[Passage]
══════

Earlier this week Google announced two new flagship Nexus devices: the Nexus 4 smartphone and the Nexus 10 tablet. We received review samples of both earlier this week, and while we're hard at work at full reviews of the devices we couldn't help but share all of the test data we've been able to amass at this point.

For those who aren't familiar with it, the Nexus 4 features Qualcomm's Snapdragon S4 Pro SoC - a quad-core 28nm Krait CPU with Qualcomm's next-generation Adreno 320 GPU. The combination proved quite formidable in the MDP/T we tested, as well as LG's recently announced Optimus G. The SoC drives a 4.7-inch 1280 x 768 IPS display and is paired with 2GB of LPDDR2 memory. The Nexus 4 ships unlocked with 8GB of NAND for $299 without a contract ($349 for the 16GB version). Pair that with DC-HSPA+ support and you get an absolute killer smartphone for use on T-Mobile: no contracts, very low monthly fees, and compelling cellular performance:

Brian will talk more about the combination in his full review, but rest assured that the lack of LTE is workable depending on T-Mobile coverage where you live/travel to.

══════

[Records provided]
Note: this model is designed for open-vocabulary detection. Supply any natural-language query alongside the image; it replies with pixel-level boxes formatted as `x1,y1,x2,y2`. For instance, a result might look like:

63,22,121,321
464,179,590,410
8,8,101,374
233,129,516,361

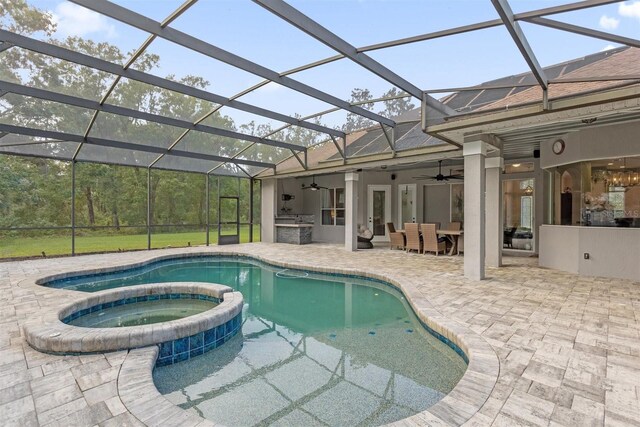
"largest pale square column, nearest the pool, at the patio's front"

══════

[Work item] Reproduce the entire Nexus 4 and Nexus 10 text word for word. These records have no connection to the Nexus devices text.

[Answer for the task]
Earlier this week Google announced two new flagship Nexus devices: the Nexus 4 smartphone and the Nexus 10 tablet. We received review samples of both earlier this week, and while we're hard at work at full reviews of the devices we couldn't help but share all of the test data we've been able to amass at this point.

For those who aren't familiar with it, the Nexus 4 features Qualcomm's Snapdragon S4 Pro SoC - a quad-core 28nm Krait CPU with Qualcomm's next-generation Adreno 320 GPU. The combination proved quite formidable in the MDP/T we tested, as well as LG's recently announced Optimus G. The SoC drives a 4.7-inch 1280 x 768 IPS display and is paired with 2GB of LPDDR2 memory. The Nexus 4 ships unlocked with 8GB of NAND for $299 without a contract ($349 for the 16GB version). Pair that with DC-HSPA+ support and you get an absolute killer smartphone for use on T-Mobile: no contracts, very low monthly fees, and compelling cellular performance:

Brian will talk more about the combination in his full review, but rest assured that the lack of LTE is workable depending on T-Mobile coverage where you live/travel to.